Exercise aim: Express every line of the listing below as a JSON list of strings, one string per line, skipping blank lines and leaving out the pictures.

[start Data provided]

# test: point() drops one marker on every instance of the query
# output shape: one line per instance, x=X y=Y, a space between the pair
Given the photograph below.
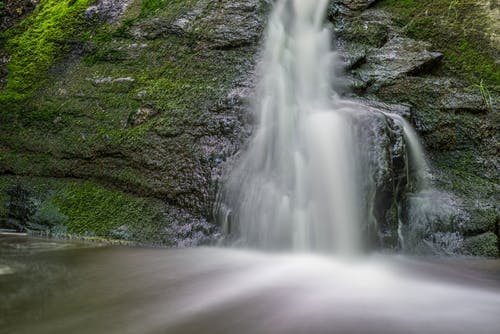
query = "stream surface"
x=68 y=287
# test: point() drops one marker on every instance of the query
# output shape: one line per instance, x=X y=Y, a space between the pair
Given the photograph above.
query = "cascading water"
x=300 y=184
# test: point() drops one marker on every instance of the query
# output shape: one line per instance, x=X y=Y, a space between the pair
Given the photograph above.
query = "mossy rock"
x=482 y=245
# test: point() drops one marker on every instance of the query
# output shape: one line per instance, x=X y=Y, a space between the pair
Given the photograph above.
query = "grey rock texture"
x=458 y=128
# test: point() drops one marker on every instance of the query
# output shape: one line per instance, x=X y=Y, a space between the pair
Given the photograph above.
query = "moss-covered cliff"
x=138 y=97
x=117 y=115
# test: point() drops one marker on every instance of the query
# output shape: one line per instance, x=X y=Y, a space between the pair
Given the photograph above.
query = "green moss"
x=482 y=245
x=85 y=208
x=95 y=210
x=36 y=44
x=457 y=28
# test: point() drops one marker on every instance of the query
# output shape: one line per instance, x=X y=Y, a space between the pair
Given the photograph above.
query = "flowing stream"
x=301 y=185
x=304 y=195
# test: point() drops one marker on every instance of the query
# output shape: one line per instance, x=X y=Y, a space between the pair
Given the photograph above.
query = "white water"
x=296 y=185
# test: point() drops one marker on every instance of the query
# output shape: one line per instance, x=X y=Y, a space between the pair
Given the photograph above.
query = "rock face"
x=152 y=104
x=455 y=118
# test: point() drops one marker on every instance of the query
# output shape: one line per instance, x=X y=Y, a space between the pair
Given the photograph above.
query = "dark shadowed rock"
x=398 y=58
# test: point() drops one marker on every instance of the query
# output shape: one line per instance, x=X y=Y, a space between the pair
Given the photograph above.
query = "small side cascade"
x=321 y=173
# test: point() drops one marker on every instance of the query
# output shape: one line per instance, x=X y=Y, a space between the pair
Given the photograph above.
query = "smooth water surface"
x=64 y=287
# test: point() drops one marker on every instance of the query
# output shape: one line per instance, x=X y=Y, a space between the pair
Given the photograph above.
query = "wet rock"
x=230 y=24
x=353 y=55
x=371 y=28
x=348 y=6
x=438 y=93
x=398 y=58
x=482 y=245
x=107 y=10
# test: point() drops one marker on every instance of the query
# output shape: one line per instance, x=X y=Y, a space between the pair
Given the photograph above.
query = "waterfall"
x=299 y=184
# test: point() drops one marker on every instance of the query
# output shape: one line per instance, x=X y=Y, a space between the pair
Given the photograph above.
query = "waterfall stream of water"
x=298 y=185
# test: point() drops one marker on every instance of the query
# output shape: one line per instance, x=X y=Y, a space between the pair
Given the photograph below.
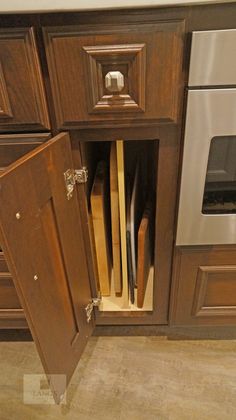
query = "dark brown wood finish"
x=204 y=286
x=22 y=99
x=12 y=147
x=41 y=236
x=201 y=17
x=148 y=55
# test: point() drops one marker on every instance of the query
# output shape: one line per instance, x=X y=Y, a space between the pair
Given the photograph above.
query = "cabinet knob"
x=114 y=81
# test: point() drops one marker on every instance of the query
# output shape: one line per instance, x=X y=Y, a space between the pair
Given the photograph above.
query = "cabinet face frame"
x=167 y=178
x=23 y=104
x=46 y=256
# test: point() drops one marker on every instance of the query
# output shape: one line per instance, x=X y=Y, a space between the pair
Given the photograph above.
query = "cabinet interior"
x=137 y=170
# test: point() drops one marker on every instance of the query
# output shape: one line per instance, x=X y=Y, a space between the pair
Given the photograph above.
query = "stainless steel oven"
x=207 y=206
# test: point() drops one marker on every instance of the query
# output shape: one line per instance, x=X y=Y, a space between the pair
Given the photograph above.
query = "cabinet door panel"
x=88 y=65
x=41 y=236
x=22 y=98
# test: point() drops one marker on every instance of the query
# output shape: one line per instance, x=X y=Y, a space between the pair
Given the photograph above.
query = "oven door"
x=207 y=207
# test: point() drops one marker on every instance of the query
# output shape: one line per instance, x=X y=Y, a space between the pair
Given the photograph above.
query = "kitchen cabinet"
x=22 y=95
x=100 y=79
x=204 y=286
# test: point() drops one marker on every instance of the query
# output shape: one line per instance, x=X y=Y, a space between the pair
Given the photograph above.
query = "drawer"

[end Data provided]

Task response:
[
  "# test: point() drops one marker on every instance of the query",
  "# output shape: one line per instance, x=X y=Y, a space between the pair",
  "Given the photograph below.",
  "query = \"stream surface\"",
  "x=68 y=287",
  "# test: point() drops one marker on every instance of the query",
  "# output shape: one line per instance, x=X y=Y, a space between the pair",
  "Given the photograph above.",
  "query = \"cascading water\"",
  "x=300 y=184",
  "# test: point() drops one marker on every instance of the query",
  "# output shape: one line per instance, x=X y=Y, a space between the pair",
  "Given the photograph above.",
  "query = \"mossy rock\"",
  "x=482 y=245",
  "# test: point() drops one marker on every instance of the query",
  "# output shape: one line per instance, x=X y=Y, a space between the pair",
  "Given the photograph above.",
  "query = \"grey rock texture\"",
  "x=458 y=128",
  "# test: point() drops one marker on every instance of the query",
  "# output shape: one line per instance, x=X y=Y, a space between the pair",
  "Given the photograph above.",
  "query = \"moss-covered cliff\"",
  "x=138 y=97",
  "x=117 y=115",
  "# test: point() drops one marker on every instance of the query",
  "# output shape: one line per instance, x=X y=Y, a space between the pair",
  "Given the photograph above.",
  "query = \"green moss\"",
  "x=482 y=245",
  "x=85 y=208",
  "x=95 y=210",
  "x=36 y=44",
  "x=457 y=28",
  "# test: point() drops one marker on every instance of the query",
  "# output shape: one line per instance, x=X y=Y, a space between the pair",
  "Given the photograph above.",
  "query = \"flowing stream\"",
  "x=301 y=185",
  "x=304 y=195",
  "# test: point() drops one marker on every instance of the query",
  "# output shape: one line per instance, x=X y=Y, a space between the pair",
  "Given the photograph above.",
  "query = \"white water\"",
  "x=296 y=185",
  "# test: point() drops one marker on every instance of the query",
  "# output shape: one line per instance, x=X y=Y, a space between the pair",
  "Given the photograph above.",
  "query = \"rock face\"",
  "x=152 y=104",
  "x=455 y=118",
  "# test: point() drops one marker on every instance of the query",
  "# output shape: one line per instance, x=X y=Y, a space between the pair",
  "Given the photograph above.",
  "query = \"dark shadowed rock\"",
  "x=398 y=58",
  "# test: point() drops one marker on every instance of the query",
  "# output shape: one line per instance, x=X y=Y, a space between the pair",
  "Given the photograph above.",
  "query = \"small side cascade\"",
  "x=321 y=173",
  "# test: point() drops one marker on every instance of the query",
  "# output shape: one line per instance, x=X y=Y, a space between the pair",
  "Given the photograph above.",
  "query = \"smooth water surface\"",
  "x=64 y=287",
  "# test: point() drops one marker on every instance of the query",
  "# output shape: one line per instance, x=X y=Y, a space between the pair",
  "Given the photograph above.",
  "query = \"wet rock\"",
  "x=230 y=24",
  "x=353 y=55",
  "x=371 y=28",
  "x=348 y=6",
  "x=438 y=93",
  "x=398 y=58",
  "x=482 y=245",
  "x=107 y=10",
  "# test: point() drops one marker on every instance of the query",
  "# output shape: one line per instance, x=X y=Y, a space between the pair",
  "Given the photograph above.",
  "query = \"waterfall\"",
  "x=299 y=184",
  "# test: point() drops one marker on every instance of the query",
  "# output shape: one line per instance, x=X y=Y, a space between the pair",
  "Given the photograph above.",
  "query = \"waterfall stream of water\"",
  "x=298 y=185",
  "# test: point() drops one marker on every instance of the query",
  "# output shape: one line per instance, x=X y=Y, a space between the pair",
  "Given the photograph below.",
  "query = \"dark brown wood finish\"",
  "x=204 y=286",
  "x=22 y=99",
  "x=12 y=147",
  "x=41 y=236",
  "x=201 y=17",
  "x=148 y=55",
  "# test: point() drops one marker on every instance of the query",
  "# output shape: one line per instance, x=X y=Y, a space between the pair",
  "Given the photograph above.",
  "query = \"cabinet knob\"",
  "x=114 y=81",
  "# test: point() drops one marker on every instance of the query",
  "# output shape: one line per instance, x=X y=Y, a space between the pair",
  "Given the photograph above.",
  "query = \"cabinet face frame\"",
  "x=167 y=178",
  "x=23 y=104",
  "x=46 y=256",
  "# test: point() drops one marker on every instance of the query",
  "# output shape: one line per instance, x=X y=Y, a space between the pair",
  "Given the photograph above.",
  "query = \"cabinet interior\"",
  "x=137 y=170",
  "# test: point() drops one marker on every instance of the query",
  "# output shape: one line per instance, x=X y=Y, a space between the pair",
  "Given the photograph above.",
  "query = \"stainless steel oven\"",
  "x=207 y=206",
  "# test: point() drops one marker on every instance of the query",
  "# output shape: one line per instance, x=X y=Y, a space between the pair",
  "Given the photograph above.",
  "query = \"cabinet door panel\"",
  "x=88 y=65",
  "x=41 y=236",
  "x=22 y=98",
  "# test: point() drops one marker on every instance of the query",
  "# output shape: one line per instance, x=X y=Y, a space between the pair",
  "Given the photograph above.",
  "query = \"oven door\"",
  "x=207 y=207",
  "# test: point() drops one marker on every instance of the query",
  "# output shape: one line per instance, x=X y=Y, a space between the pair",
  "Given the photograph above.",
  "query = \"kitchen cabinet\"",
  "x=22 y=95",
  "x=100 y=79",
  "x=204 y=286",
  "# test: point() drops one marker on every instance of the query",
  "# output shape: one line per instance, x=X y=Y, a space between the pair",
  "Given the photograph above.",
  "query = \"drawer\""
]